## Directive a
In the Equiblues post, turn the paragraph that begins "Equiblues was one of the first European" into a short bulleted list of its main facts.

━━━ Text

I've been mulling over Equiblues, its changes, the way the "real imaginary" space is become more conventionalized, more real? more imaginary? How the festival seems both "bigger" and "smaller".... I had a late night conversation about this with Dale Mitschke, the producer of the rodeo, last night -- I kept apologizing for thinking out loud and running through my ideas instead of holding a conversation.

I'll try to figure out what I want to say get it written down.  I had a brief moment of almost bursting into tears at the rodeo.... It was over for the day, thousands of people in their cowboy hats and boots and American flag tee-shirts and scarves and even sun-glasses were streaming out, and they were blasting out Bruce Springsteen's "Born in the USA" on the loud-speakers. I know, I know this song is used as an anthem! Hard-driving, powerful triumphant-sounding background music. OK it IS anthemic.... but the words? Rage. Frustration. Anger. Dismay. Is it triumphant? Bruce is a cool rocking daddy despite everything. The power of the music fit the real imaginary French scene. But the lyrics? The song?

Meanwhile -- here are a few pix of the rodeo....

Capsized bull-rider. Photo (c) Ruth Ellen Gruber

The classic shot... Photo (c) Ruth Ellen Gruber

A lot of bull... Photo (c) Ruth Ellen Gruber

Friday, August 17, 2012


A linedancer in Equiblues T-shirt shows some Americana... Photo (c) Ruth Ellen Gruber

By Ruth Ellen Gruber

Equiblues was one of the first European -- and the first French -- country western festivals I went to in 2004, when I first started following the scene. That first experience was tremendously eye-opening, a lot of fun, and introduced me to a lot of people and ideas -- and I'm sorry that it has taken me so long to get back here again.

━━━━━━

## Directive b
Rescale the records below, covering only the stretch from the line containing "Target: car windshield" through the end of the records. Reproduce those lines, requests included, with every x and y coordinate in the answers multiplied by 2.2 and rounded to a whole number, halves rounded up.

━━━ Data section

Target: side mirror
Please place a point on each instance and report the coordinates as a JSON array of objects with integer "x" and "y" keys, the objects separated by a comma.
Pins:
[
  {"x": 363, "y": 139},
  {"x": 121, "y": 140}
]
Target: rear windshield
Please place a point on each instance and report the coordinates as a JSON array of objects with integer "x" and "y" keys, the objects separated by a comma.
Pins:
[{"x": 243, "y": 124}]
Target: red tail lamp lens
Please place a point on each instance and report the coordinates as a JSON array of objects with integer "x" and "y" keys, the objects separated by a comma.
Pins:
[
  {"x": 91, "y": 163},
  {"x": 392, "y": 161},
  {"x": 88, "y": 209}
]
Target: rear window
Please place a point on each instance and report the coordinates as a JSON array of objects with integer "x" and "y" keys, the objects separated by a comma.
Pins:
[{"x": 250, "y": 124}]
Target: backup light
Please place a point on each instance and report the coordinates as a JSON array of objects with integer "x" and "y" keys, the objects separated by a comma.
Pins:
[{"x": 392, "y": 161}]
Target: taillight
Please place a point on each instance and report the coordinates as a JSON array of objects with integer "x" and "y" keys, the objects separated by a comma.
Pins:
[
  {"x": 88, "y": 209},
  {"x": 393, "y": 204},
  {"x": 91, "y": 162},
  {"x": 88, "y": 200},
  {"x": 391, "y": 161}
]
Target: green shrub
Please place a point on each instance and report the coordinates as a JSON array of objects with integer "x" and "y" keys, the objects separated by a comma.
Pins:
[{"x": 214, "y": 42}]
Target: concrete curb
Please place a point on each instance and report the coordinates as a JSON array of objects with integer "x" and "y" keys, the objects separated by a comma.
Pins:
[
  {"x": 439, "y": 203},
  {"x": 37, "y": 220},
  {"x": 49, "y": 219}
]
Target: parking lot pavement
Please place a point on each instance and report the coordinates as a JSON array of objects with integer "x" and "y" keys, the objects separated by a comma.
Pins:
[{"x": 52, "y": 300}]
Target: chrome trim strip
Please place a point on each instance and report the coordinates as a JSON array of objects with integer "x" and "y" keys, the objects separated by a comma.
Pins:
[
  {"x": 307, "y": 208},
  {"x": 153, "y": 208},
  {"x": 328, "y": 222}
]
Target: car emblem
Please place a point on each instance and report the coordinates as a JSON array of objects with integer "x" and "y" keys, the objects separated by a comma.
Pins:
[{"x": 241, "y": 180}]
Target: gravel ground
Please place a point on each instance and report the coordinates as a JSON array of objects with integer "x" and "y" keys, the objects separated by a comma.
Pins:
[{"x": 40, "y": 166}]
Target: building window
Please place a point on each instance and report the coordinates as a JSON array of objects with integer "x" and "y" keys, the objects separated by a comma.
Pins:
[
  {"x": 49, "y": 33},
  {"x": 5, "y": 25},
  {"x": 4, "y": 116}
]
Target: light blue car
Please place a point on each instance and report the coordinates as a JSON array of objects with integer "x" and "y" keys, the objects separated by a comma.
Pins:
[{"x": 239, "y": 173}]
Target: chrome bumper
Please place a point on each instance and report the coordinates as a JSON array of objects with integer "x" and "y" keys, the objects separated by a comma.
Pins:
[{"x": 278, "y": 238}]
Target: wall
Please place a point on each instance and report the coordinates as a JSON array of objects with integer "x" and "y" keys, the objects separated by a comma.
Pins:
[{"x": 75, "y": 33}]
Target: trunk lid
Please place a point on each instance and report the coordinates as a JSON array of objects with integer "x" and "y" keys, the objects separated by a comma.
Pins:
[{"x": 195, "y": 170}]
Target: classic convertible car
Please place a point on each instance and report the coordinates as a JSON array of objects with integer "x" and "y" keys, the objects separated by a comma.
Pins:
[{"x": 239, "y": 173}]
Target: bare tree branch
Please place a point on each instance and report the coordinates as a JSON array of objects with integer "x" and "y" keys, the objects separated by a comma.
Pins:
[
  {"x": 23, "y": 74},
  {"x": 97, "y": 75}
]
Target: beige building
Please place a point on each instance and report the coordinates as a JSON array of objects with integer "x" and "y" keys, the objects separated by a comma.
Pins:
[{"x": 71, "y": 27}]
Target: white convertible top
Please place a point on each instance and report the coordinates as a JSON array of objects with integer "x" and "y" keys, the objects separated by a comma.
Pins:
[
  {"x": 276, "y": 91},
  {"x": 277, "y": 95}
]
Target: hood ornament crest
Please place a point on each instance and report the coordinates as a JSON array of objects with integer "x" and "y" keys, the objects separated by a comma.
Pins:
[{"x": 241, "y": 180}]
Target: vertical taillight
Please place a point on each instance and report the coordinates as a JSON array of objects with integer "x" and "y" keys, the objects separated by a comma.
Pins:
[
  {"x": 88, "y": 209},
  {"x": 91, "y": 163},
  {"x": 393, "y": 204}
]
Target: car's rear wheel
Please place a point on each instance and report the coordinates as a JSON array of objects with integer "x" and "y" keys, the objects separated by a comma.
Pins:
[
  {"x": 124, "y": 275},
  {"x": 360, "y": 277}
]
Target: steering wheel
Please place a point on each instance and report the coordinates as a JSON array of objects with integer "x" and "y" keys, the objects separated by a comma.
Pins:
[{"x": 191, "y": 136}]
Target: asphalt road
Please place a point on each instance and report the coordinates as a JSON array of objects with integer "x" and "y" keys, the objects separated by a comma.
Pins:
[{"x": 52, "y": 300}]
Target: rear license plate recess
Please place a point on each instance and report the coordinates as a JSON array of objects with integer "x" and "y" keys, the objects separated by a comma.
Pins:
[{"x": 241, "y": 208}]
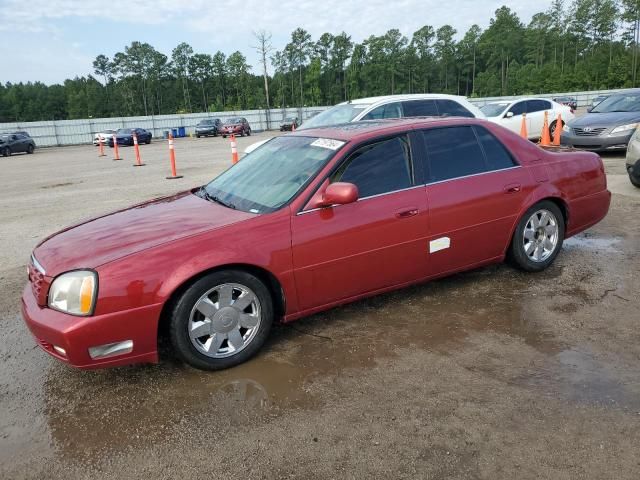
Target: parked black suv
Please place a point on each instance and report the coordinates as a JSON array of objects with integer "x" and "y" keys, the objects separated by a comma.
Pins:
[
  {"x": 16, "y": 142},
  {"x": 210, "y": 126}
]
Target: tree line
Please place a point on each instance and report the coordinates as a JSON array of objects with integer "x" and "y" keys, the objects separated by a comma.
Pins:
[{"x": 577, "y": 45}]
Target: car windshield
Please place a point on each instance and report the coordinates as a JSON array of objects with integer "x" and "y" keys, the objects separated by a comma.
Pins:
[
  {"x": 269, "y": 177},
  {"x": 619, "y": 103},
  {"x": 343, "y": 113},
  {"x": 493, "y": 109}
]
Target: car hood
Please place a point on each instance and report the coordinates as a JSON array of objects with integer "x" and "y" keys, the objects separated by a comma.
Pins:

━━━━━━

## Worked answer a
- Equiblues was among the first European country western festivals the writer attended, and the very first French one.
- The writer first went in 2004, on starting to follow the scene.
- That first visit was very eye-opening and a lot of fun, and it introduced the writer to many people and ideas.
- The writer is sorry it took so long to come back.

## Worked answer b
Target: car windshield
Please place a point on each instance and report the coordinates as a JSON array of objects with integer "x" and "y" keys, the objects separated by a comma.
Pins:
[
  {"x": 592, "y": 389},
  {"x": 1362, "y": 227},
  {"x": 755, "y": 249},
  {"x": 1085, "y": 240}
]
Target: car hood
Please place a point on each instance and report the coordinates as a JSON array of objects with integer "x" and "y" keys, the objects separated by a comma.
Pins:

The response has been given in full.